Assignment —
All of the records below are to be given again word for word, with the pictures removed.

Given records —
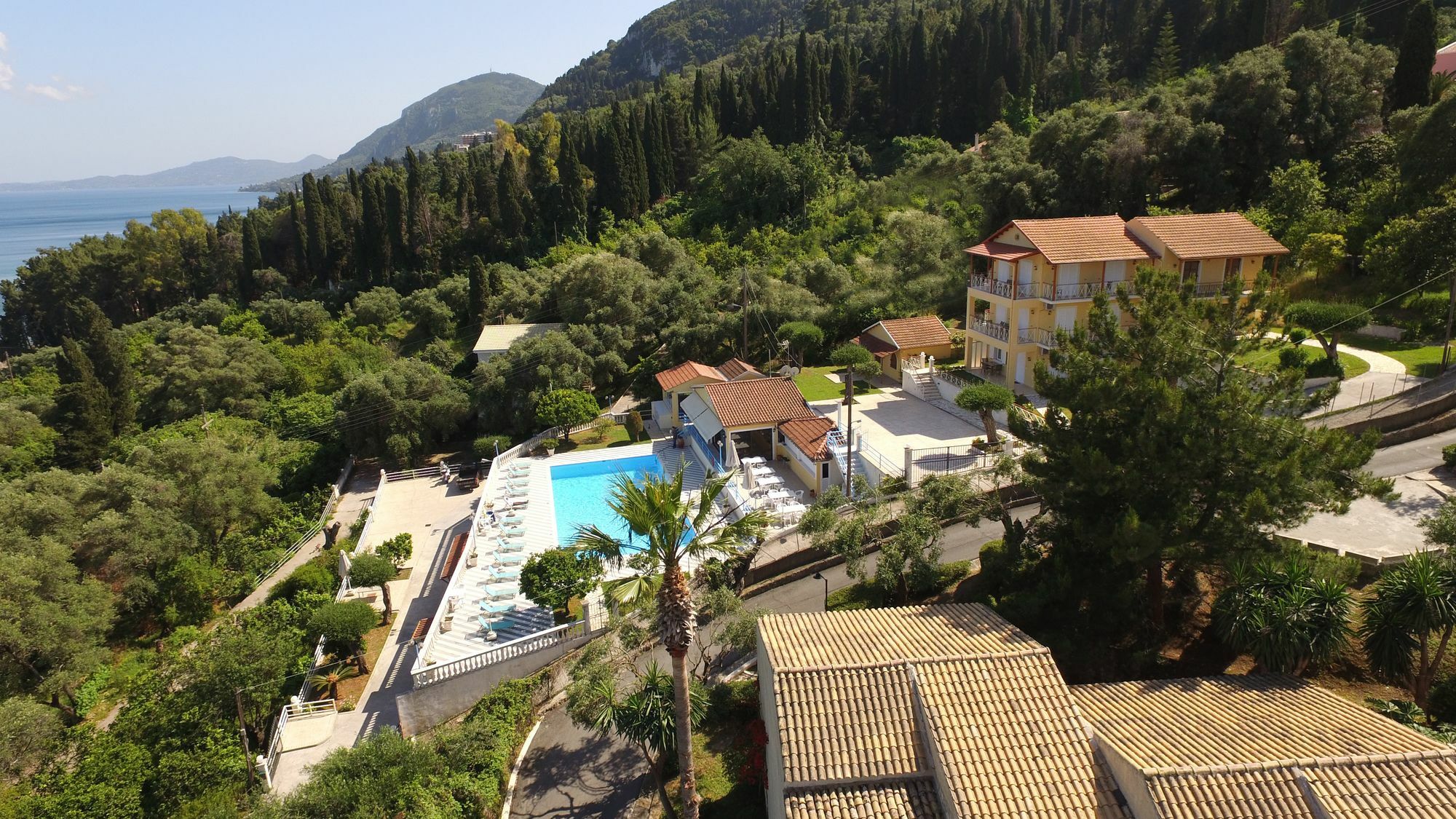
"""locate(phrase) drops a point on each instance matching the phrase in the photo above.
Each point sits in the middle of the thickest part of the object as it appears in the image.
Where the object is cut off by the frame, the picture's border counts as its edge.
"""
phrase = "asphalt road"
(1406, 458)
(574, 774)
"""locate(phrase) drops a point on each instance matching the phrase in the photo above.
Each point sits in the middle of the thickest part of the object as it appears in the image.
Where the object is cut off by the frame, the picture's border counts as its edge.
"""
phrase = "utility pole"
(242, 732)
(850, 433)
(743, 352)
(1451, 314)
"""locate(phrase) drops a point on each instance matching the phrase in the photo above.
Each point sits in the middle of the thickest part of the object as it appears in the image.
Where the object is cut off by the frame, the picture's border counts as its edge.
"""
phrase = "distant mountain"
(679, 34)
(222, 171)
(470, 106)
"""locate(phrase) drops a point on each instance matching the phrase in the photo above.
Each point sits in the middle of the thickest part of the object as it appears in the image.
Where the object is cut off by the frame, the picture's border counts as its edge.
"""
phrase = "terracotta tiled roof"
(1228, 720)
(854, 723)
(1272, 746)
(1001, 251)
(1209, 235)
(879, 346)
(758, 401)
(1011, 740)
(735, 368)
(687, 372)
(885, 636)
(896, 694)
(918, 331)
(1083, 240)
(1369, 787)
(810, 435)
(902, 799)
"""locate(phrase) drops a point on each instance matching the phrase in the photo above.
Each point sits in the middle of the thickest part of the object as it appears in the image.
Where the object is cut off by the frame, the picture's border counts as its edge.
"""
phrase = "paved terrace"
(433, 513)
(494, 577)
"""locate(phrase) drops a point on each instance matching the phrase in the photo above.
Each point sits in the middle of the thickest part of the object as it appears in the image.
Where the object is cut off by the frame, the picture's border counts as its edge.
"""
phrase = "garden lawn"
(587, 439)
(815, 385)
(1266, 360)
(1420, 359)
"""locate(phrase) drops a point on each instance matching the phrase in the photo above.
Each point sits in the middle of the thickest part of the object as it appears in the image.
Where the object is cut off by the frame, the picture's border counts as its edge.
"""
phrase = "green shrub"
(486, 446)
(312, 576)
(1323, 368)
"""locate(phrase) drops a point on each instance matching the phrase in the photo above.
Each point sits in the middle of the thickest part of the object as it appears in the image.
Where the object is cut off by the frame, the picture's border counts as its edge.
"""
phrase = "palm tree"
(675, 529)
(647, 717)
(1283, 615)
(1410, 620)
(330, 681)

Solution to the exercise —
"""locate(phrase) drops a point on each instance matching the phrase in the photo above.
Each point sits in the middle of the thickest part of the object as it appears in the image.
Where the object is cut off by the frame, the picture's border counts as its edge.
"""
phrase = "asphalt road"
(1406, 458)
(574, 774)
"""locate(phrase) drops a point on each instance matching the phrase in the photo above.
Each point sits in the middle of the thickest part of the object as it appears in the image.
Where the object is cut off by the frame, the picture's border counts as its edge.
"""
phrase = "utility pole"
(242, 732)
(850, 433)
(743, 352)
(1451, 314)
"""locate(phrase) drops a point on each instance matching the phrase in the photo above.
Each point sits in the middle of the thickest part of the object as it appears in the image.
Where the object is cut off by the frame, the picture's border counts as its edge.
"""
phrase = "distant mountain"
(679, 34)
(222, 171)
(470, 106)
"""locate(phrase) drops a point on each instance matching the phrase in the photo above.
Each point sits in the middle of the thickest part of the object as it appears in the image.
Where the object is cut off by the frame, the picture's border counts as its edge.
"""
phrase = "terracotta tiled roof"
(1228, 720)
(854, 723)
(1272, 746)
(1001, 251)
(1209, 235)
(879, 346)
(758, 401)
(1011, 740)
(735, 368)
(687, 372)
(885, 636)
(896, 694)
(918, 331)
(1083, 240)
(1369, 787)
(810, 435)
(902, 799)
"""locate(phrase) drops a point on each instance matching the phrase in the photo above.
Each point sits in the middle of the thickest part of the object as it appears in the image.
Where the object is cut off by the frame, the picture's border counts as its edge.
"""
phrase = "paved terrace"
(433, 513)
(494, 577)
"""locate(phrase) drops a point on each instance matching the phrase in the photo above.
Each point sits in the middle of the thickest part of the object as it appears in the image.
Where the object is cut off by the frame, the picture's border counts as its edge.
"""
phrase = "garden lawn"
(587, 439)
(815, 385)
(1266, 360)
(1420, 359)
"""locate(phrase) drops a point on each instance matching the phrase in the photo above.
Each point sits in the middle of the thickest part of the object as it appears in the image.
Where the object is cut off by the frame, the picture's border counts as its edge.
"""
phrase = "green shrub"
(486, 446)
(312, 576)
(1323, 368)
"""locate(phrase) drops a point on each instance matching the phrase in the photo above.
Each point sits in the middle of the thickest part of the object as it appears in the image.
Where the object is cut off by the frame, the picture's border counts as its edge.
"""
phrase = "palm tree"
(675, 529)
(647, 717)
(1283, 615)
(1410, 620)
(330, 681)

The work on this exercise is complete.